(ACTION ITEM) Set down each entry as it stands. Skip the pictures.

(Point-per-instance localization data)
☆ ☆ ☆

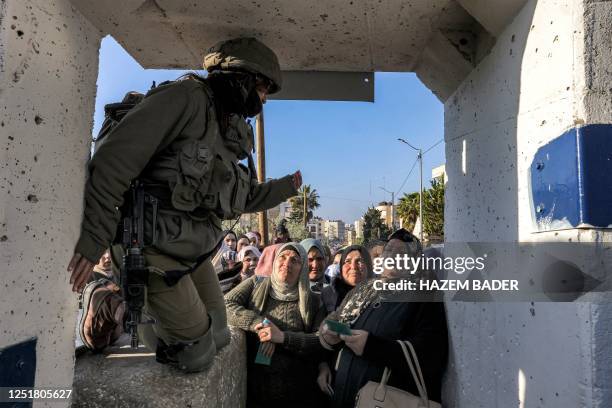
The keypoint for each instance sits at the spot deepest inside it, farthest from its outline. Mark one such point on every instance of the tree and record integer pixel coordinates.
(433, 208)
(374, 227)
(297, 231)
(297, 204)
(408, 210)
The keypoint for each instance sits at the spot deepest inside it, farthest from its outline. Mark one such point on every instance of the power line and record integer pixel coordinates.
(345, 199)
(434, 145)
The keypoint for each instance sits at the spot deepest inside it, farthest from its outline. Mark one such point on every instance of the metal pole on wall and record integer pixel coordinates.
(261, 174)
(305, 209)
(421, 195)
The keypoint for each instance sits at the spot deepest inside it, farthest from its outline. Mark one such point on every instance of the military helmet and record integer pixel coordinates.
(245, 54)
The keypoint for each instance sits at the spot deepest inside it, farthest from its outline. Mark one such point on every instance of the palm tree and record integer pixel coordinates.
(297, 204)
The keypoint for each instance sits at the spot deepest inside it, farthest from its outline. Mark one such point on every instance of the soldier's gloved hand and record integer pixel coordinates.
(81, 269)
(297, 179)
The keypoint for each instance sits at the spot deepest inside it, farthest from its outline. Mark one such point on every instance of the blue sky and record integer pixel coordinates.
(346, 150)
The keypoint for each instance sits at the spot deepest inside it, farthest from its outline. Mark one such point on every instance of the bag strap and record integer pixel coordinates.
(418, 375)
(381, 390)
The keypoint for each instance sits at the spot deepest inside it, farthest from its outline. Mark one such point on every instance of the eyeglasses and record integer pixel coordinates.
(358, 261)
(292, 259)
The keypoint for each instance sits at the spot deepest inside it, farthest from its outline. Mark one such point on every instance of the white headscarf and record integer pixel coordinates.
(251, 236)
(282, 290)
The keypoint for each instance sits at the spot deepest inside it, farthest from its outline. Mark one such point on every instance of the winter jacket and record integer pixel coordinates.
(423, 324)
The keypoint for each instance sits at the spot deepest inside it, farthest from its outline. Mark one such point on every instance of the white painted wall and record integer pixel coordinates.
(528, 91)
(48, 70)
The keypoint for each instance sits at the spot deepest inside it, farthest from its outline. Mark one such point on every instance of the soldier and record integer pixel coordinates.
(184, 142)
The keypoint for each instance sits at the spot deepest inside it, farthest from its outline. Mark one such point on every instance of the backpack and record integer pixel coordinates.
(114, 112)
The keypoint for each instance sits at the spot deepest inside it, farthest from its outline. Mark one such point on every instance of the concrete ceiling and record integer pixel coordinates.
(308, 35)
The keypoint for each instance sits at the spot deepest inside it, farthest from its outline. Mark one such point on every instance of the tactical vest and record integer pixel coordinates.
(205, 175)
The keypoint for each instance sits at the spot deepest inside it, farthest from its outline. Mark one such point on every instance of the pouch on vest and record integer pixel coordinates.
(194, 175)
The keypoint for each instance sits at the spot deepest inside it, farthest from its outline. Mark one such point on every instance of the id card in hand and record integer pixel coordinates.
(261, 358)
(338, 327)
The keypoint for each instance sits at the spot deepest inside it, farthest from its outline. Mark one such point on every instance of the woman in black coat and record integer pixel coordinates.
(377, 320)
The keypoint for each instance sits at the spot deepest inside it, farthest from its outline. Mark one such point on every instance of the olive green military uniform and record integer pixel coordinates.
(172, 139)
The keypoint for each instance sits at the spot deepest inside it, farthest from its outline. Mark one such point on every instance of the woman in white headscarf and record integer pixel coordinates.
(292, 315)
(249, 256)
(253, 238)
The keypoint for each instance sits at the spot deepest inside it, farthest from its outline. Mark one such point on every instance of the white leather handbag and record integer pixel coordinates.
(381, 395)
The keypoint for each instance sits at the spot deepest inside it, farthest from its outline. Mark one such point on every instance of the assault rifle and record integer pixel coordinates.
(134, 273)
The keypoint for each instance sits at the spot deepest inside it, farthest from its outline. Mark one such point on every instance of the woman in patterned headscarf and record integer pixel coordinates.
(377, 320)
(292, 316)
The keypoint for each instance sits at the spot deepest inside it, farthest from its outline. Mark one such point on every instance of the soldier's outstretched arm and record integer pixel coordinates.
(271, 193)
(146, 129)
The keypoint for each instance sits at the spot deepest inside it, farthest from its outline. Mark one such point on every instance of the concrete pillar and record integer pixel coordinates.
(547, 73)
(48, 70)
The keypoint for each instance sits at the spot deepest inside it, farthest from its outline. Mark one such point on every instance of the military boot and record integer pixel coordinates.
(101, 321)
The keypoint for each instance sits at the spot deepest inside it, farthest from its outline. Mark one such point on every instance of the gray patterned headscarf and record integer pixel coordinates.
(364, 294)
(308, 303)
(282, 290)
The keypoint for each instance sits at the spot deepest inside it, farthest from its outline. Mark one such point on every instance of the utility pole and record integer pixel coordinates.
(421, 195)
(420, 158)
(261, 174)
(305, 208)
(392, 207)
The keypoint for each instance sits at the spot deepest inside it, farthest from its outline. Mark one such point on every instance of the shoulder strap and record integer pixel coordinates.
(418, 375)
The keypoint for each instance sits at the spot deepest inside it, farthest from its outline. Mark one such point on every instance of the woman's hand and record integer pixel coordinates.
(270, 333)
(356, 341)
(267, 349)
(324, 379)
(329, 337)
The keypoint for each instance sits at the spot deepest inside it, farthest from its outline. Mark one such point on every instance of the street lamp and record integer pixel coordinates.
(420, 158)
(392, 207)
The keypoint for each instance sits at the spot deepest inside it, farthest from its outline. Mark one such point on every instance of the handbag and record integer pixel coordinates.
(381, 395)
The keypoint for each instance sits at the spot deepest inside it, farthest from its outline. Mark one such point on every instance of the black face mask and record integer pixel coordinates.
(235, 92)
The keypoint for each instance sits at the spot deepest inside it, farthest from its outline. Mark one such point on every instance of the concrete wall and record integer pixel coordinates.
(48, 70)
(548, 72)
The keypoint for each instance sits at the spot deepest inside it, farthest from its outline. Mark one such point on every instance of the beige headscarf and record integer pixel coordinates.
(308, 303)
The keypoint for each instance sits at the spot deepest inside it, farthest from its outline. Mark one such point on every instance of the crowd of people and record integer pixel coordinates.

☆ ☆ ☆

(SOLUTION FOR THIS PROBLEM)
The keypoint for each instance sits at the spot deepest inside it, farthest from its outline. Mark one such point on every instance of the tree and record integer pixel coordinates.
(433, 208)
(374, 227)
(297, 231)
(297, 204)
(408, 210)
The keypoint for each instance sits at the spot deepest inside it, farthest from its outline. Mark one such point on every instance of the power line and record integer pixel coordinates.
(345, 199)
(434, 145)
The keypoint for each instance sits at the spot deepest inside it, farthest from its outline. Mark one such point on every instance of the metal pole on wall and record integer pixel coordinates.
(261, 174)
(305, 209)
(421, 195)
The keypoint for each instance sits at the spot deepest inside it, farthest from its outline. Mark one such point on every instance of the military helmet and record integer pixel coordinates.
(245, 54)
The keypoint for each instance sits at the spot deepest inside it, farthest from its outline. Mark one such point on every instance of the palm tree and record integer pixel coordinates.
(297, 204)
The keypoint for each instance sits at the spot deepest inside it, farthest from its outline. Mark one such point on every instance of the soldier's gloved hand and record integer pixel coordinates.
(81, 269)
(297, 179)
The keypoint for each instance sits at the spot deepest inside it, farthest from its outline. Mark one such point on every instance of the blue sky and record integer pixel coordinates.
(346, 150)
The keypoint for each instance sits at the spot deepest inside it, farthest from its outline. Mark one such point on every instance of the bag strap and record integer pixel coordinates.
(418, 375)
(381, 390)
The keypoint for each instance sits at the spot deepest inside it, farthest from its outline. Mark one such point on every instance of the eyeglasses and record integer pixel coordinates.
(358, 261)
(292, 259)
The keypoint for each instance sits at the spot deepest inside it, farthest from its outline. Mark one such point on every instance of the white headscarf and record integer pixel coordinates.
(251, 236)
(282, 290)
The keypoint for each instance sits at the spot deepest inside it, farthest from its outline. Mark one such point on every instance of the winter jacket and record integer pixel coordinates.
(423, 324)
The keypoint for each instance sits at the spot deepest inside it, farthest from its outline. Mark one such point on every instance of the white painted wall and record integer pixel coordinates.
(528, 91)
(48, 70)
The keypoint for each instance sits at the spot deepest inside it, farthest from its outline. Mark one such point on every instance of the soldier and record integer pixel coordinates.
(184, 142)
The keypoint for each instance sits at the spot deepest inside it, farthest from its outline. Mark one such point on every instance of the backpack and record integer pixel coordinates.
(114, 112)
The keypoint for each instance sits at the spot deepest inside it, farthest from its outline. Mark one such point on every instance of the concrete ceiling and record integer pixel coordinates.
(308, 35)
The keypoint for each instance sits at the spot deepest inside it, farthest from its outline. Mark one such point on every instance of the tactical vest and record integer pixel coordinates.
(205, 175)
The keypoint for each instance sits at the spot deepest inside it, farthest from its outline. Mark one such point on every instance of the pouch on vest and record integer pixel coordinates.
(194, 175)
The keypoint for each instance sits at the spot deepest inside it, farthest from its outline. Mark one such point on every instance of the id card in hand and record integer pixel coordinates.
(261, 358)
(338, 327)
The keypoint for each instance sits at the spot deepest inside it, farthest from its outline. Mark one such point on every instance of the woman in black coat and record integer pixel coordinates.
(377, 320)
The keypoint for each instance sits at the spot deepest inside it, farthest from its outline. Mark one such point on every instance of the olive green military uniform and record integer pixel coordinates.
(172, 139)
The keypoint for each instance sits at the spot deepest inside it, farthest from its outline. Mark one such point on every instance of the woman in white headscarf and record integer pixel coordinates.
(292, 315)
(249, 256)
(253, 238)
The keypoint for each instance sits at the spot deepest inside it, farthest from its outline. Mark one such point on every instance of the white leather handbag and record integer pixel coordinates.
(381, 395)
The keypoint for each instance sits at the spot deepest inside it, farthest from its outline. Mark one such point on every instance of the assault rifle and record integer pixel coordinates.
(134, 273)
The keypoint for each instance sits at the spot deepest inside it, farthest from its outline. Mark one such point on every instance of the woman in patterned headscarf and record integer pixel coordinates.
(377, 320)
(292, 316)
The keypoint for each instance sits at the spot deepest inside it, farthest from its outline. Mark one such point on every instance of the soldier's outstretched arm and record integer pixel coordinates.
(271, 193)
(146, 129)
The keypoint for each instance sits at the spot deepest inside it, farthest from its outline. Mark one such point on every instance of the concrete pillar and record integer pixel coordinates.
(547, 73)
(48, 70)
The keypoint for each instance sits at the spot deepest inside it, farthest from its outline. Mark one such point on every instance of the military boot and record integer pixel coordinates.
(101, 321)
The keypoint for each instance sits at the spot deepest inside it, farthest from its outline. Mark one such point on every instance of the gray patterned headscarf and record integer pixel coordinates.
(364, 294)
(308, 303)
(282, 290)
The keypoint for each instance sits at the spot deepest inside it, farthest from its outline. Mark one such point on every instance of the utility pole and record integer pixel coordinates.
(421, 195)
(420, 158)
(261, 174)
(305, 208)
(392, 207)
The keypoint for each instance sits at the spot deepest inside it, farthest from its outline. Mark one such point on every instance of the shoulder strap and record integer pixel coordinates.
(418, 375)
The keypoint for each instance sits at the spot deepest inside it, farthest from its outline. Mark one such point on every instance of the woman's hand and record integer pixel coordinates.
(270, 333)
(356, 341)
(267, 349)
(324, 379)
(329, 337)
The keypoint for each instance sits at the spot deepest inside it, farthest from its outline. Mark one such point on every instance of the street lamp and record integer pixel coordinates.
(420, 158)
(392, 207)
The keypoint for each instance sits at the spot deepest inside it, farthest from its outline. Mark one such point on every instance of the handbag and record integer pixel coordinates.
(381, 395)
The keypoint for each instance sits at the spot deepest inside it, farthest from its outline. Mark one such point on every instance of the black face mask and record integer pixel coordinates.
(235, 92)
The keypoint for each instance sits at the spot deepest inside it, farthest from its outline. Mark one such point on every instance of the concrete wall and record integer pixel coordinates.
(48, 70)
(548, 72)
The keypoint for each instance sits at the spot deepest inside it, farthest from its outline. Mark one such point on every instance of the beige headscarf and record integer pixel coordinates.
(308, 303)
The keypoint for each instance sits at the spot deepest inside it, farthest from its outline. Mark one such point on every instance of the crowd of people and record integer pixel coordinates.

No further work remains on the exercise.